> Exercise instructions
With no line omitted, restate the records below exactly as they appear.

(Dataset records)
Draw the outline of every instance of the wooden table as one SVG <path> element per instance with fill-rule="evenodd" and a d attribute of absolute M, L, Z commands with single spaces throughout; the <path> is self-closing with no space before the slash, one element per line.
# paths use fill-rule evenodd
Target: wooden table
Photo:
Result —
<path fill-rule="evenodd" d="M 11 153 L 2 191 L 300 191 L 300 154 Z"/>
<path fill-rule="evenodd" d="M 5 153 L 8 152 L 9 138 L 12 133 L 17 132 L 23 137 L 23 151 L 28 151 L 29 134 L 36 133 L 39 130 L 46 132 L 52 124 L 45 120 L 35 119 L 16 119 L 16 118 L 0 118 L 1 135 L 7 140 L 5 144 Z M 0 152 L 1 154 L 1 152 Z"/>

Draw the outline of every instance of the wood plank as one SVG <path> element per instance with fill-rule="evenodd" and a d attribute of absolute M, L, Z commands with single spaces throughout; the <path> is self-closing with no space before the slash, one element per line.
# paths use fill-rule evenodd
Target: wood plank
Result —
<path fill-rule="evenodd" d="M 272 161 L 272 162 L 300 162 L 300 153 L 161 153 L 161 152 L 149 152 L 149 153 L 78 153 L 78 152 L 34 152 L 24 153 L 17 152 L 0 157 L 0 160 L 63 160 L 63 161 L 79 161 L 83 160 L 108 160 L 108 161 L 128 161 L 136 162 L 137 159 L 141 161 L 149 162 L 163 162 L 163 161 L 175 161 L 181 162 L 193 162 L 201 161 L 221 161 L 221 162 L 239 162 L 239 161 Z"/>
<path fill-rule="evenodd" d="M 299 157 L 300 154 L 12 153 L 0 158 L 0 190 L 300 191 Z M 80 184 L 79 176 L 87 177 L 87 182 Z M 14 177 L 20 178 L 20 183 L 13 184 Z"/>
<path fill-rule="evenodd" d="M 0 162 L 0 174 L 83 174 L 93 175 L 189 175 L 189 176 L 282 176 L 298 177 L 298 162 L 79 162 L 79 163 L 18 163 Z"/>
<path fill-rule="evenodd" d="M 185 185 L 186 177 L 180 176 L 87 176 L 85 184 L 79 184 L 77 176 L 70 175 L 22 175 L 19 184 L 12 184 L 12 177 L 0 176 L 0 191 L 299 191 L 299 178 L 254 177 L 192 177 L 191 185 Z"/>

> Exercise solution
Draw the outline of every instance of the wooden table as one SVG <path> element per instance with fill-rule="evenodd" and a d attribute of absolute M, L, Z commands with single spaces throughout; the <path> is self-closing with no space before the slash, one element per line.
# paths use fill-rule evenodd
Target: wooden table
Photo:
Result —
<path fill-rule="evenodd" d="M 11 153 L 2 191 L 300 191 L 300 154 Z"/>
<path fill-rule="evenodd" d="M 5 153 L 8 152 L 9 138 L 12 133 L 17 132 L 23 137 L 23 151 L 28 151 L 29 134 L 36 133 L 39 130 L 46 132 L 52 124 L 45 120 L 35 119 L 16 119 L 16 118 L 0 118 L 1 135 L 7 140 L 5 144 Z M 0 152 L 1 154 L 1 152 Z"/>

Draw the outline of every instance of the wood plank as one SVG <path> element per instance with fill-rule="evenodd" and a d attribute of absolute M, L, Z commands with single spaces throughout; the <path> is self-closing with no space before the slash, one element per line.
# paths use fill-rule evenodd
Target: wood plank
Result —
<path fill-rule="evenodd" d="M 272 161 L 272 162 L 300 162 L 300 153 L 161 153 L 161 152 L 149 152 L 149 153 L 78 153 L 78 152 L 34 152 L 24 153 L 17 152 L 0 157 L 0 160 L 63 160 L 63 161 L 79 161 L 83 160 L 108 160 L 108 161 L 128 161 L 136 162 L 137 159 L 141 161 L 149 162 L 163 162 L 163 161 L 175 161 L 181 162 L 193 162 L 201 161 L 221 161 L 221 162 L 239 162 L 239 161 Z"/>
<path fill-rule="evenodd" d="M 299 157 L 300 154 L 12 153 L 0 158 L 0 190 L 300 191 Z M 80 184 L 79 176 L 87 177 L 87 182 Z M 14 177 L 20 178 L 20 183 L 13 184 Z"/>
<path fill-rule="evenodd" d="M 0 162 L 0 174 L 83 174 L 93 175 L 189 175 L 189 176 L 282 176 L 298 177 L 298 162 L 79 162 L 79 163 L 18 163 Z"/>
<path fill-rule="evenodd" d="M 185 185 L 186 177 L 180 176 L 87 176 L 85 184 L 79 184 L 77 176 L 70 175 L 22 175 L 19 184 L 12 184 L 12 177 L 0 176 L 0 191 L 299 191 L 299 178 L 254 177 L 192 177 L 191 185 Z"/>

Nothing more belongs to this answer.